Stored dataset items
■ ■ ■ ■
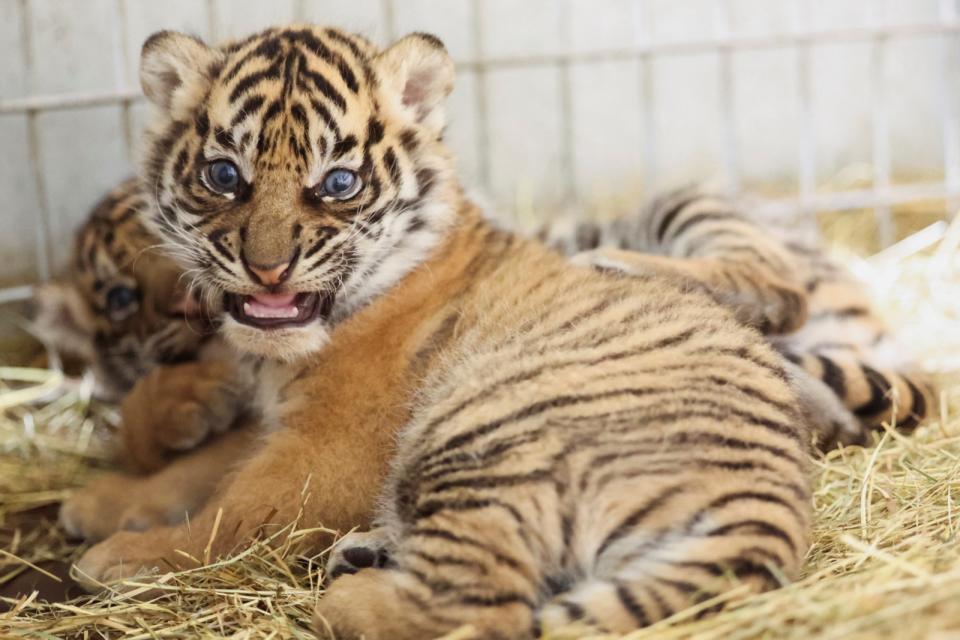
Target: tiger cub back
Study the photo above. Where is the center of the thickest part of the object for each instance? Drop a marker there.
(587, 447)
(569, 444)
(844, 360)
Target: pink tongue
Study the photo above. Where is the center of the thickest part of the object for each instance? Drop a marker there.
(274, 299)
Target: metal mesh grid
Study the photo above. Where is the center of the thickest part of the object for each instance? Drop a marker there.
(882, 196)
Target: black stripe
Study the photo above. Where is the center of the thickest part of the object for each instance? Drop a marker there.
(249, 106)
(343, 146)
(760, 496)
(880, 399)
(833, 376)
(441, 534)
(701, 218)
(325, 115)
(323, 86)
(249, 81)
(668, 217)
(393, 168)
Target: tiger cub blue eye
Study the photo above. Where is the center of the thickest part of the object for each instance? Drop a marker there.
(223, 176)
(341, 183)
■ ■ ■ ■
Can you reproduce every line of these rows, including the text lines, with each coordinate scaled by 1.45 and rounded to a whole number (halves round up)? Leave the pictures out of your answer.

Target: tiger cub back
Study the photo above. Where is the center of the thickest part of the object for each instance? Drop a marker there.
(851, 648)
(825, 644)
(1224, 522)
Target: pink tongue
Study the photo above. Where is the center of the thickest part of the object for each instance? Drop a marker there.
(397, 434)
Target: metal mesh grid
Study the photo above. Where is the center of the thickest part of the object for each instance? Drop a marker there.
(1279, 284)
Target: black stripe
Study the photo above. Where is the center of the thickest part of the object for each instance? Drop a marker there.
(361, 154)
(497, 212)
(1102, 719)
(1276, 579)
(1208, 545)
(639, 774)
(1016, 316)
(471, 167)
(468, 125)
(361, 117)
(969, 315)
(570, 244)
Target: tiger cub blue eye
Study the photo above. Where is the center of the thickest part of the object for each instance? Drop a marker there.
(323, 255)
(494, 265)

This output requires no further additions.